Referring expression data:
------------------------------------
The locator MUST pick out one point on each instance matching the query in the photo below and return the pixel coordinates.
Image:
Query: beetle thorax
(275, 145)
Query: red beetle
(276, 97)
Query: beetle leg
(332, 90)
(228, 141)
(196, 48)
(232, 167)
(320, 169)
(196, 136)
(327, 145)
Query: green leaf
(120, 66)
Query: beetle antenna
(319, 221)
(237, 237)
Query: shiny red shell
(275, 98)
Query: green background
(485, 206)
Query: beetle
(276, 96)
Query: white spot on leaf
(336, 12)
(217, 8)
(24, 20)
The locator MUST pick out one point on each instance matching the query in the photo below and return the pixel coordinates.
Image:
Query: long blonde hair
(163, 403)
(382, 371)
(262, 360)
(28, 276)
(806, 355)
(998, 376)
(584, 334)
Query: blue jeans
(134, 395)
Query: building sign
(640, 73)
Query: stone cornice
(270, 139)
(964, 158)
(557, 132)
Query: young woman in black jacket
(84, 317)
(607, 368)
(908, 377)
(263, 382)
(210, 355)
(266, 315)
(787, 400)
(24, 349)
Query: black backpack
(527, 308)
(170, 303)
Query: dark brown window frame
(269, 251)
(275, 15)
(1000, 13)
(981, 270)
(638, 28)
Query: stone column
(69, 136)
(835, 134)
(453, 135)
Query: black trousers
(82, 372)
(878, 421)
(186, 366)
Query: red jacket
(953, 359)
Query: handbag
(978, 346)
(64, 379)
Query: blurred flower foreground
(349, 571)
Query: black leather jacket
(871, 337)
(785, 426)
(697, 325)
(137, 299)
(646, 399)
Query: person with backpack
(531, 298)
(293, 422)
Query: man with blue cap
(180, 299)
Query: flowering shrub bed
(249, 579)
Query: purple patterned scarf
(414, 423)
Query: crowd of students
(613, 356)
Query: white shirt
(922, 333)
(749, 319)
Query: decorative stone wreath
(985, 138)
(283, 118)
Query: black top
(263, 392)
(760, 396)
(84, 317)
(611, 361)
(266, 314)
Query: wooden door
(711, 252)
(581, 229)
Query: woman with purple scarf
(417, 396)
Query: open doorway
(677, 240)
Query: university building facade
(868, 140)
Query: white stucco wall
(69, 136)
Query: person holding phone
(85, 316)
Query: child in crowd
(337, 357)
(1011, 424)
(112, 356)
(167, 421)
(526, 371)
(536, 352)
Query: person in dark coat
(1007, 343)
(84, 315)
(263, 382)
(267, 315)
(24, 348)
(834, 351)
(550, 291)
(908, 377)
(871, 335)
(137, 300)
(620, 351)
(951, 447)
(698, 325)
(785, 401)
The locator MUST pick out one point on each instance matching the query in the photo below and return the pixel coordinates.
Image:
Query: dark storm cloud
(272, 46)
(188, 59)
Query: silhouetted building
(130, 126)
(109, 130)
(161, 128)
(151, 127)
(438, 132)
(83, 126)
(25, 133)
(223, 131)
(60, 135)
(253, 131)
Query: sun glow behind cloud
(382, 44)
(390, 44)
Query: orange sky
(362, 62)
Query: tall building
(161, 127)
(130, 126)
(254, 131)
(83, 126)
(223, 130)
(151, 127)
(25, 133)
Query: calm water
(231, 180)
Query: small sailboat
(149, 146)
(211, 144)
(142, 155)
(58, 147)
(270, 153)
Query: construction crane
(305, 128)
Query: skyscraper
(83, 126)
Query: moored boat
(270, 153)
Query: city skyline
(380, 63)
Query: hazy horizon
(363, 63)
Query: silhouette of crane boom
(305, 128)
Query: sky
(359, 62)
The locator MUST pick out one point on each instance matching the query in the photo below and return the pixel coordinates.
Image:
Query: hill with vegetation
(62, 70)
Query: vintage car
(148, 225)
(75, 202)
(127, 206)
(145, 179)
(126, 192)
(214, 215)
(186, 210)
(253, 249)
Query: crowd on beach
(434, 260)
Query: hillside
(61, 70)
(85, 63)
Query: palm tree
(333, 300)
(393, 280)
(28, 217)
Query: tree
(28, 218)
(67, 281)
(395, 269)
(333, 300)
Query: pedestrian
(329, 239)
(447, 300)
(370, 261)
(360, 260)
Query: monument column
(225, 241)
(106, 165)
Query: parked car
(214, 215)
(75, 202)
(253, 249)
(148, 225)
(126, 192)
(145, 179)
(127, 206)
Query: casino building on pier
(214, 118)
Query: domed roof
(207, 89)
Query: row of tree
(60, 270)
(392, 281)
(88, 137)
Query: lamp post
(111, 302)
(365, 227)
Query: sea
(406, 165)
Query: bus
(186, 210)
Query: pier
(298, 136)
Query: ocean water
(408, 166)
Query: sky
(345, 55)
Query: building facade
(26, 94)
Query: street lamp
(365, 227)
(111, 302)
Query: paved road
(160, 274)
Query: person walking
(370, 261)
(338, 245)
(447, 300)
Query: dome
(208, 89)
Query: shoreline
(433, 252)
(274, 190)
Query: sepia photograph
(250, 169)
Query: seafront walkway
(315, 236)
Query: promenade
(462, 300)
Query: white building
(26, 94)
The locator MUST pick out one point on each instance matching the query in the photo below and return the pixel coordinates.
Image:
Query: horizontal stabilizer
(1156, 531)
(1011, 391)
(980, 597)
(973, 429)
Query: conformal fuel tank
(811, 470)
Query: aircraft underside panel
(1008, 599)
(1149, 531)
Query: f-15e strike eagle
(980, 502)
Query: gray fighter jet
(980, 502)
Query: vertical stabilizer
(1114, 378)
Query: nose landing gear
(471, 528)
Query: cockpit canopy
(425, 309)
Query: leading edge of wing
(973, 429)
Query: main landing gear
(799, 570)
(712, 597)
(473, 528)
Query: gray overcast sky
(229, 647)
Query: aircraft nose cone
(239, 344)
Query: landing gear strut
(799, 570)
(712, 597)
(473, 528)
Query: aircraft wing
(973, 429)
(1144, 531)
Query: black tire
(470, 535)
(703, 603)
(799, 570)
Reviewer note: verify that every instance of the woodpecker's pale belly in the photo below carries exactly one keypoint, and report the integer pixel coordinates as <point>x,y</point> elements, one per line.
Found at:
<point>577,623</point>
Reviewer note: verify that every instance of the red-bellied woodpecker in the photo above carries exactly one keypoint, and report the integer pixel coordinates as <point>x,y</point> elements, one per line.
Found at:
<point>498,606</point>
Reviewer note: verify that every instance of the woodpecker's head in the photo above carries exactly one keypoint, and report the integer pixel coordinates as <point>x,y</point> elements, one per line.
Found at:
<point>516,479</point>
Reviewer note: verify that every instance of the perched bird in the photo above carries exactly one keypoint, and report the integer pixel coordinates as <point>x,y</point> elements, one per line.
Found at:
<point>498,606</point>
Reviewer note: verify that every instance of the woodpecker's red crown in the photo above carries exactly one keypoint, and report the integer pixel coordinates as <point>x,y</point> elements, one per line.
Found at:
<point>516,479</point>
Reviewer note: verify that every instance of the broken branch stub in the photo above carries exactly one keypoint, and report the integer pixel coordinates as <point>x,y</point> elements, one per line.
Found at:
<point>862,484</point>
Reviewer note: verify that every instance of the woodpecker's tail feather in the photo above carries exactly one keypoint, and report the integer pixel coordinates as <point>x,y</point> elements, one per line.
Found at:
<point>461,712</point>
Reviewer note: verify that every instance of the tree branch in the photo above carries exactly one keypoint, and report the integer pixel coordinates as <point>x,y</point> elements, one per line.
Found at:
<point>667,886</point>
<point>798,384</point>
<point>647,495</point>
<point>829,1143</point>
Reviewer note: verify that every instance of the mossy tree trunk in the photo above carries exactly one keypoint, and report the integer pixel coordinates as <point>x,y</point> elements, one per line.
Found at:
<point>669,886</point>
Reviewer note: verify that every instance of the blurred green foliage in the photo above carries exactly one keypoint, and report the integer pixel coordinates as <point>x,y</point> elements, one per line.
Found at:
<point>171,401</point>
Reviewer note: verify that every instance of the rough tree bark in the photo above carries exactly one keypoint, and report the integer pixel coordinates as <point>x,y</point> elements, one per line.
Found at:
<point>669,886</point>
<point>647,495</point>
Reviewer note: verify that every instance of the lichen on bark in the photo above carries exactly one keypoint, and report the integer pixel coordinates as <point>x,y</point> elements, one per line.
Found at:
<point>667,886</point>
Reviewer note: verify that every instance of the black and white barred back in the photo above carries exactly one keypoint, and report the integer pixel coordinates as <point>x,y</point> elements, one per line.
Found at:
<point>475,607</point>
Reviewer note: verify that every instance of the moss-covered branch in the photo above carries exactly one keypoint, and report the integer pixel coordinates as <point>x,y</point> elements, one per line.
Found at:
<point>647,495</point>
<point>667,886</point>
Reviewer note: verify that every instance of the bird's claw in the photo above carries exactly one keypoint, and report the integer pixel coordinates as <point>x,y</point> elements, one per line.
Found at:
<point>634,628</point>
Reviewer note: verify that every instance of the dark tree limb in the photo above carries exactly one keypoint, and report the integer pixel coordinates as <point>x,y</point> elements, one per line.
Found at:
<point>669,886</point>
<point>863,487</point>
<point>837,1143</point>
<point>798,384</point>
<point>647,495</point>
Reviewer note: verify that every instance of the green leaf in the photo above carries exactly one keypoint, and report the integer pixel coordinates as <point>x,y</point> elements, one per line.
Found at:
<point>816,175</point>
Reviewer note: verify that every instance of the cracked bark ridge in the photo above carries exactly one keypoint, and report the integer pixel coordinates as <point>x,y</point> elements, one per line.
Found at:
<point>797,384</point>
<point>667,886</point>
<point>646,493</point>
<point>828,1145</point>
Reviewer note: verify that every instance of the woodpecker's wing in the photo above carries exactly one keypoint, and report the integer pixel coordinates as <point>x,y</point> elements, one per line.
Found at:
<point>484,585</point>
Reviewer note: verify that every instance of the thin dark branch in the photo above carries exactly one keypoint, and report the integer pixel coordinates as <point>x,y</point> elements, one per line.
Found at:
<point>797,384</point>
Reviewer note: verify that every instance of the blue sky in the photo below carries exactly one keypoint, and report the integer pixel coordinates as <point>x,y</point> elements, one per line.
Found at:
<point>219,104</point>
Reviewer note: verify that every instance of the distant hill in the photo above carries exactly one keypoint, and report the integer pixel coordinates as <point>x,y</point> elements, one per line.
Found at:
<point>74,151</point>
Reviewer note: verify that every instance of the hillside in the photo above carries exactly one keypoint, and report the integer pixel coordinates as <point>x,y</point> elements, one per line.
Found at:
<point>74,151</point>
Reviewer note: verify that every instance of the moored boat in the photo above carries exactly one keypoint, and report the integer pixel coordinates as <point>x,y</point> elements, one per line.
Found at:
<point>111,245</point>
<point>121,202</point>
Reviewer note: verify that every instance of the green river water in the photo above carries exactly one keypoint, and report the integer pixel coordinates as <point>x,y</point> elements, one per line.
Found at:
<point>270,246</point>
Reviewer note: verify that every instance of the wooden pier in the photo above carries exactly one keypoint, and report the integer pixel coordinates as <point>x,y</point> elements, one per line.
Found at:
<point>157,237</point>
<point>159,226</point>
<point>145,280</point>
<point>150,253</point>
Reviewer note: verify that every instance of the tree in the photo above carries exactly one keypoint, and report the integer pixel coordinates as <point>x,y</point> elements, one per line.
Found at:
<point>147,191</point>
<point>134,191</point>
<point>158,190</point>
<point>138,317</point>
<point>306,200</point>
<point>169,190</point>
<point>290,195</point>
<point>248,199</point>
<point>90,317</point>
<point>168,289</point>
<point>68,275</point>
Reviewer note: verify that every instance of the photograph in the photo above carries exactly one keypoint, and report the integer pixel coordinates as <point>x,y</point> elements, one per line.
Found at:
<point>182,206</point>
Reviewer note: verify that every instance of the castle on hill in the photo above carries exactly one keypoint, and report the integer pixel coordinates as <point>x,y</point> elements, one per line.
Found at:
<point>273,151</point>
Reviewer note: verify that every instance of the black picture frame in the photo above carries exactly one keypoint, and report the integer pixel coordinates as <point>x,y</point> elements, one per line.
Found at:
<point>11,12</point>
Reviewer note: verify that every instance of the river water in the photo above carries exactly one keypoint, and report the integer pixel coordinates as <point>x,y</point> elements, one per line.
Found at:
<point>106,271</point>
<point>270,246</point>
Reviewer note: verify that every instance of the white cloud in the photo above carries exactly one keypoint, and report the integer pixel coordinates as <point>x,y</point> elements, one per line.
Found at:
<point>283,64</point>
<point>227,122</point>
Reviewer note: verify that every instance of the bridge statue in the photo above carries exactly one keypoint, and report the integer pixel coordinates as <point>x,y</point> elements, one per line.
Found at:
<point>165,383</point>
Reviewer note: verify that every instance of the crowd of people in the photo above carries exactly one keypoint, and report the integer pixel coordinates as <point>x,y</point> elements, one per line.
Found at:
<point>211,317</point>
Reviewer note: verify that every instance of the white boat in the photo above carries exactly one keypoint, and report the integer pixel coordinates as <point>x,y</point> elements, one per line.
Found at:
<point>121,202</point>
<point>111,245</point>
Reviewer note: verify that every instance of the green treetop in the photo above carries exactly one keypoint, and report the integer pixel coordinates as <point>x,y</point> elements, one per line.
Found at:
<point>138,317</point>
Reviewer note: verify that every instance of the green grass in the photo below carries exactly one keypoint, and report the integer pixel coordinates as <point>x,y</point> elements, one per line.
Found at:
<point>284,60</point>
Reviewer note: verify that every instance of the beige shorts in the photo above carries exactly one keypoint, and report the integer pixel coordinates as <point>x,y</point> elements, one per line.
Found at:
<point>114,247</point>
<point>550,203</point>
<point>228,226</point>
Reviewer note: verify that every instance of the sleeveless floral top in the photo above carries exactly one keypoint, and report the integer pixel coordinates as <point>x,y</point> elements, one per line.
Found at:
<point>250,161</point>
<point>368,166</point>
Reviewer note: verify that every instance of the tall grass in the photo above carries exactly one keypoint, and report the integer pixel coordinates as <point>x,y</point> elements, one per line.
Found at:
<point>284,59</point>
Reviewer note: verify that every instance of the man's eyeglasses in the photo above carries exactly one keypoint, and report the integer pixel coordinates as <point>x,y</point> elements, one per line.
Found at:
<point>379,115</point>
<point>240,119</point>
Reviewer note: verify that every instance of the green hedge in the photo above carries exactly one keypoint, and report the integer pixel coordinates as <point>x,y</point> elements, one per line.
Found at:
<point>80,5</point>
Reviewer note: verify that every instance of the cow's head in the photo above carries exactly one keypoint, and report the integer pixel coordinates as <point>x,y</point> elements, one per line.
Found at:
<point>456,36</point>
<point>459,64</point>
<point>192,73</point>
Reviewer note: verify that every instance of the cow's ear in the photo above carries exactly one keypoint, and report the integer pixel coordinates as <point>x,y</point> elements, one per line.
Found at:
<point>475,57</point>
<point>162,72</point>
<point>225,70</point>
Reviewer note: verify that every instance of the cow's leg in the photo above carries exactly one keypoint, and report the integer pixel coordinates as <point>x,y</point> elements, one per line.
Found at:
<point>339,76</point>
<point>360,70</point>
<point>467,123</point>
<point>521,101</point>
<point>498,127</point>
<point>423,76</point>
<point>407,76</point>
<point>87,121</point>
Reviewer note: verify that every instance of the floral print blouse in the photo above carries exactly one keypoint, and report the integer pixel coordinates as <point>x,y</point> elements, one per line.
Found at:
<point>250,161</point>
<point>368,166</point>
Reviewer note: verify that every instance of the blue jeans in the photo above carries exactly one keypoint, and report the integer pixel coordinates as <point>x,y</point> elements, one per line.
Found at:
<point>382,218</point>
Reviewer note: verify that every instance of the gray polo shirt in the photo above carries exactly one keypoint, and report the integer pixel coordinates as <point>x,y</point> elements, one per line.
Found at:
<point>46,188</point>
------------------------------------
Assignment =>
Each line of the records with the word "bird" in it is to be copied.

Reply =>
Reviewer note: verify that every instance of the perched bird in the photo above carries exactly one keypoint, and report the integer pixel coordinates as <point>x,y</point> elements, one per line.
Reviewer note: verify that every instance of the bird's claw in the photo above carries exactly one keypoint, and report the integer pixel coordinates as <point>x,y</point> elements, one per line.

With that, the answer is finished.